[DVDFolks] Crew Algorithm (was [ANNOUNCE] 0.8 Preview available)
Doug Wright
doug at dougweb.org
Mon Dec 27 15:00:26 PST 2004
Kyle Bushman wrote:
> Sorry I misunderstood what you wrote about what you removed. In
> regards to that, I don't know anything about programming but is there
> a way that you can allow things with a colon to be allowed but then
> take away everything that has "second unit" in the job description.
>
I'll try and explain in a non-technical way what DVDFolks does/did, and
if you (or anyone else) can come up with a better way, I'll certainly
implement it!
The IMDb can (and does) use a wide variety of words and punctuation in
the role descriptors. DVDFolks (not having human intelligence) must be
guided with a strict set of rules as to what to include, and what to
ignore. This is done in 3 stages.
Stage 1: Get rid of as much as possible from the role names to make the
rest simpler. Things like credit names and episode participation are
stripped here.

Dataset content

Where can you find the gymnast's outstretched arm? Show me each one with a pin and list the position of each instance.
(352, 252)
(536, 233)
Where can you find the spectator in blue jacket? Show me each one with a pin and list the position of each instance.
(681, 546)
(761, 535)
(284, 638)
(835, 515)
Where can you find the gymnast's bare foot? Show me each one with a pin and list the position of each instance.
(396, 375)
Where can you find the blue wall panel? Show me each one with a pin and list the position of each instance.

...

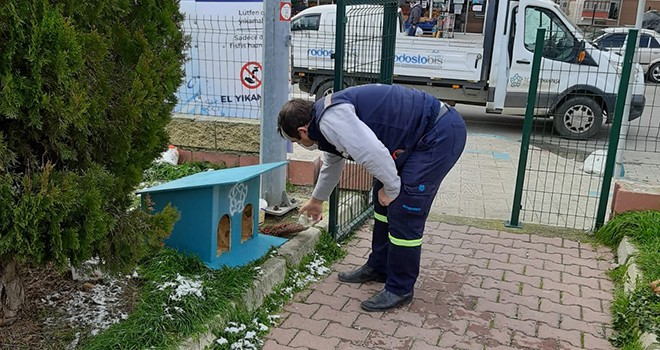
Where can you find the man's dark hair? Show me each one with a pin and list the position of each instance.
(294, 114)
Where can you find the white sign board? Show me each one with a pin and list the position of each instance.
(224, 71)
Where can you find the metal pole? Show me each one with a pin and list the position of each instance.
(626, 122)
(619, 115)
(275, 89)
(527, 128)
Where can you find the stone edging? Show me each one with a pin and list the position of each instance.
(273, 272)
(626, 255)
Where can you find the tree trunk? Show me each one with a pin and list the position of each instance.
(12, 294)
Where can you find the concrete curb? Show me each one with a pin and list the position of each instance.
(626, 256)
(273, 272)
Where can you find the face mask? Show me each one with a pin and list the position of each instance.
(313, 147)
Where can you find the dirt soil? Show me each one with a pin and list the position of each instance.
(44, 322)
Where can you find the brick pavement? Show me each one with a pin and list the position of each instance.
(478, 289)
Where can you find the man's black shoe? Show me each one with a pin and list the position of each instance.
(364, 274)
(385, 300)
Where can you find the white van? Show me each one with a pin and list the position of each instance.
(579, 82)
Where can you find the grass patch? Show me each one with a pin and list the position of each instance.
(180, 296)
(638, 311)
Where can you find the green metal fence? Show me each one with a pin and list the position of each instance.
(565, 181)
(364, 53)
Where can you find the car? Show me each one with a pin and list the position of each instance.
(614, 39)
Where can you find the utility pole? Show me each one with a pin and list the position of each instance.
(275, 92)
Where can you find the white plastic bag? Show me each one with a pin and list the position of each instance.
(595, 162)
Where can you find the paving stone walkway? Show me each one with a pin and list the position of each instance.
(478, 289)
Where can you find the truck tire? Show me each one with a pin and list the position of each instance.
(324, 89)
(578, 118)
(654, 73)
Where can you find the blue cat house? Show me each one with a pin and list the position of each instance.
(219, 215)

Tasks to complete
- 1) Rewrite the paragraph of the DVDFolks post that begins "The IMDb can (and does)" as a short bulleted list that keeps its main facts.
- 2) Based on the DVDFolks post, answer yes or no for each statement and quote the words that decide it: (a) Stage 1 strips credit names from the role names. (b) Kyle Bushman says he knows a lot about programming. (c) DVDFolks filters roles in five stages.
- 3) Summarize the DVDFolks post in two sentences.

Set of answers
- 1)
- The IMDb uses a wide variety of words and punctuation in its role descriptors.
- DVDFolks lacks human intelligence, so a strict set of rules must guide what it includes and what it ignores.
- This filtering happens in 3 stages.

- 2)
(a) Yes: "Things like credit names and episode participation are stripped here."
(b) No: "I don't know anything about programming"
(c) No: "This is done in 3 stages."

- 3) Kyle Bushman asks whether roles with a colon can be allowed while everything with "second unit" in the job description is removed, and Doug Wright offers to explain in a non-technical way what DVDFolks does and to implement any better way someone suggests. Because the IMDb uses a wide variety of words and punctuation in role descriptors, DVDFolks follows a strict set of rules in 3 stages, the first of which strips things like credit names and episode participation.